Take another example. Most prescription drugs have well-known side effects. Another way to think about a “side effect” is that the drug comes with “known risks.” Thus, if a patient is prescribed the drug appropriately and in the right dose, but develops one of the side effects, this “known risk” cannot form the basis of a malpractice case. However, if the drug were prescribed improperly (perhaps because it is contraindicated based upon the patient’s age, medical condition, allergies, or other drugs), or if the patient overdosed on the drug, and the patient went on to experience a severe side effect, there would be malpractice.
Additionally, doctors must be knowledgeable about “known risks” and closely monitor and treat a patient if one of these risks develops. For instance, if the surgeon notices that following abdominal surgery the patient is experiencing fever, abdominal pain, and distention, the doctor must consider the possibility that there was damage done to internal organs during surgery and move rapidly to respond.
Is a “Known Risk” the Same as “Informed Consent?”
The concepts of “known risk” and “informed consent” are different, but closely related.
As part of obtaining informed consent, doctors are required to disclose the known risks of a procedure. Typically these risks are disclosed on a medical liability waiver. If such known risks are not disclosed, a good argument can be made the patient’s consent was not “informed.” If the patient would not have consented the procedure had the risks been properly disclosed, then the patient may have a malpractice claim for injuries suffered during the procedure. This is what is often referred to as a “lack of informed consent” case.
If a Doctor Discloses the “Known Risks” of a Procedure and Obtains Informed Consent, Does This Bar the Patient From Pursuing a Claim if Any of the “Known Risks” Occur?
The short answer is “no.” This is because, as discussed above, a “known risk” can occur either with or without medical negligence. On the one hand, where is “known risk” occurs without medical negligence, obviously there is no viable malpractice claim. On the other, where the same “known risk” was caused by negligence, there is a viable malpractice claim. Either way, the existence of the “informed consent” document is irrelevant.

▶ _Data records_

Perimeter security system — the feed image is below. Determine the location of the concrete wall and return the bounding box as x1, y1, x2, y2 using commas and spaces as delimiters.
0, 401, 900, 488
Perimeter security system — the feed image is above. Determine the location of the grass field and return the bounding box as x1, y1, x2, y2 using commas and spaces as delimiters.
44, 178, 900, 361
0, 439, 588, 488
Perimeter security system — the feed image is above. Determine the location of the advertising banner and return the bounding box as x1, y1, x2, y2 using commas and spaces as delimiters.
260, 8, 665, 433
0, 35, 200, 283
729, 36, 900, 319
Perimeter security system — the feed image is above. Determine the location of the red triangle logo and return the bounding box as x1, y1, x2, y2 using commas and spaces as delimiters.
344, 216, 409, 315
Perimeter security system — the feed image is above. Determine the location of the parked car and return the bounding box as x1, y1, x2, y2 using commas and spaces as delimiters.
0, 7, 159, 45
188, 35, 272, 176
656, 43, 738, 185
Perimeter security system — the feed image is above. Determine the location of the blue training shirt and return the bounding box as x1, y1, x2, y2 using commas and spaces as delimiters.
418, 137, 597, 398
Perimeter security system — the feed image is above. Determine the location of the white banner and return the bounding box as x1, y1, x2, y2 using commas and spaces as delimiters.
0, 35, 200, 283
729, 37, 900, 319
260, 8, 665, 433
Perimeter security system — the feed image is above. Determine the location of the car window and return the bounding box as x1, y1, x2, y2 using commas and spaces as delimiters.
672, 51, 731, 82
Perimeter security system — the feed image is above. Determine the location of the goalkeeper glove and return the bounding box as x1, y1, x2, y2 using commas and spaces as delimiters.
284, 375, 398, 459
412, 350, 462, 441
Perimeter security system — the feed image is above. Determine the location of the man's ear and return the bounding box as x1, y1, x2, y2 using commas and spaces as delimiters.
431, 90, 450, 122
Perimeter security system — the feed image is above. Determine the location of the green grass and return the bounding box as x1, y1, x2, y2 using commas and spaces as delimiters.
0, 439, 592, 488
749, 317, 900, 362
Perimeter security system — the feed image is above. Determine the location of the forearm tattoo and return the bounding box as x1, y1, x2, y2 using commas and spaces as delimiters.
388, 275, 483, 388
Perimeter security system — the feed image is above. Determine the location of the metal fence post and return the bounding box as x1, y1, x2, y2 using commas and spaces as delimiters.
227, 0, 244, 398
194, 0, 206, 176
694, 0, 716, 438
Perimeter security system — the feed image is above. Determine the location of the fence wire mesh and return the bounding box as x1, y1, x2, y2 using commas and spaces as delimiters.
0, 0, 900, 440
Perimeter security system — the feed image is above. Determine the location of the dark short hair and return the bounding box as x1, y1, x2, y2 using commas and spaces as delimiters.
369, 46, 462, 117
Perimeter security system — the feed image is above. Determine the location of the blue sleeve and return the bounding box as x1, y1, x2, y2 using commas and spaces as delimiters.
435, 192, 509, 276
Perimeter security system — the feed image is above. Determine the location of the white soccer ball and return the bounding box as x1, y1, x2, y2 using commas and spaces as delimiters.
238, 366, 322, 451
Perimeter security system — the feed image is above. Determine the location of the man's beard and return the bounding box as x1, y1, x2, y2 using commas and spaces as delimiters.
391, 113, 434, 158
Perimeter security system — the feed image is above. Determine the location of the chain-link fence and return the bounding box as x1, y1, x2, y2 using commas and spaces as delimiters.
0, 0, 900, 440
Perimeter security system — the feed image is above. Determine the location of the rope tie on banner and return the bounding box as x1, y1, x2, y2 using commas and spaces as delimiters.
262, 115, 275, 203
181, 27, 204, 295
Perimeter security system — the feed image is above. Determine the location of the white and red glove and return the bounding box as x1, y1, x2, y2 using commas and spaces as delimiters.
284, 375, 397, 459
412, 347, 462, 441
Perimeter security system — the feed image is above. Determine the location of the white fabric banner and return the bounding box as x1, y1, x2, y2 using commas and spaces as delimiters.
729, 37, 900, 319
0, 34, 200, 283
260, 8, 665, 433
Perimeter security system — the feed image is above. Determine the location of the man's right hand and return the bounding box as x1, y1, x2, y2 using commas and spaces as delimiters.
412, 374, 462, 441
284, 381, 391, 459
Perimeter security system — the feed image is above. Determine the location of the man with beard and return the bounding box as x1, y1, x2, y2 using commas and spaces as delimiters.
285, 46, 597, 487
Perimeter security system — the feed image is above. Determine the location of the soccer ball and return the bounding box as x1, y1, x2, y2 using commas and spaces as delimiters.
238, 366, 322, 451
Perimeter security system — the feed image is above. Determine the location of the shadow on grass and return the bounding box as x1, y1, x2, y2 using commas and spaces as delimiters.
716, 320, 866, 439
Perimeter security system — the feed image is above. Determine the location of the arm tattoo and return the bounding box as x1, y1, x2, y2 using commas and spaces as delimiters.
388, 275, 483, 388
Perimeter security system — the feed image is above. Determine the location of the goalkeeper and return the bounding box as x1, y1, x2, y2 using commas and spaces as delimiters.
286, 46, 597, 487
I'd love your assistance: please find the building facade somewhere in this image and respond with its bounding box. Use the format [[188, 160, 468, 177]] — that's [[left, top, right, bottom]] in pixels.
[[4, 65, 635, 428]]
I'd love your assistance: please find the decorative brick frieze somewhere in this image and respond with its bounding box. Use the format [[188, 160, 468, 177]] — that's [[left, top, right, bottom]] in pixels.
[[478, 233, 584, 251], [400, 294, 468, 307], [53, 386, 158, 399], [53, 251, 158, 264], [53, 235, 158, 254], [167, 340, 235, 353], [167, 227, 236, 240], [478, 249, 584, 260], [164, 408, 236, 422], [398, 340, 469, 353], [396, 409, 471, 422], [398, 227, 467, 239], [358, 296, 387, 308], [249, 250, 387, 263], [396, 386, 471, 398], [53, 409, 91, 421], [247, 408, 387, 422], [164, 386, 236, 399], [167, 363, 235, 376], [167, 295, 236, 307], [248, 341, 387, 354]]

▶ _Work instructions_
1. From the passage on known risks and medical malpractice, extract the text starting with "Take another example." and going on through "would be malpractice.".
2. Write what comes next in the passage on known risks and medical malpractice, continuing from its final sentence.

▶ _Answers to the problems_
1.
Take another example. Most prescription drugs have well-known side effects. Another way to think about a “side effect” is that the drug comes with “known risks.” Thus, if a patient is prescribed the drug appropriately and in the right dose, but develops one of the side effects, this “known risk” cannot form the basis of a malpractice case. However, if the drug were prescribed improperly (perhaps because it is contraindicated based upon the patient’s age, medical condition, allergies, or other drugs), or if the patient overdosed on the drug, and the patient went on to experience a severe side effect, there would be malpractice.

2.
What Is an Injury Is Not a “Known Risk” of a Medical Procedure?
If an injury to a patient is not a “known risk” of a medical procedure, that is strong prima facie evidence of substandard care. For example, if you have surgery to amputate your left leg, the risks of such procedure do not include having the surgeon incorrectly amputate the right leg. This is not a known risk, because wrong-sided surgery should never happen if the doctor is performing the procedure reasonably.
Can a Medical Liability Waiver Stop Me From Bringing a Valid Medical Malpractice Case?
The short answer is: no. In Maine, a patient cannot consent to negligent medical care. In other words, a doctor cannot ask you to sign away your right to sue for bad care.
The reason for this rule is obvious. Medical malpractice suits are meant to encourage doctors to provide the safest care possible. If doctors could demand that their patients waive the right to sue, this would undermine the central purpose of medical malpractice law.
How Do You Evaluate a Potential Medical Malpractice Case Involving “Known Risks?”
When a client comes to us with an outcome that we know to be a “known risk” of a medical procedure, the first question is whether there is any evidence of negligence other than the injury itself. Where there is no evidence of negligence other than the injury, and the injury is a “known risk,” we cannot accept the case because there will be no way to prove malpractice. On the other hand, when there is evidence of medical negligence, the fact that an outcome is a “known risk” of the medical procedure does not preclude a case.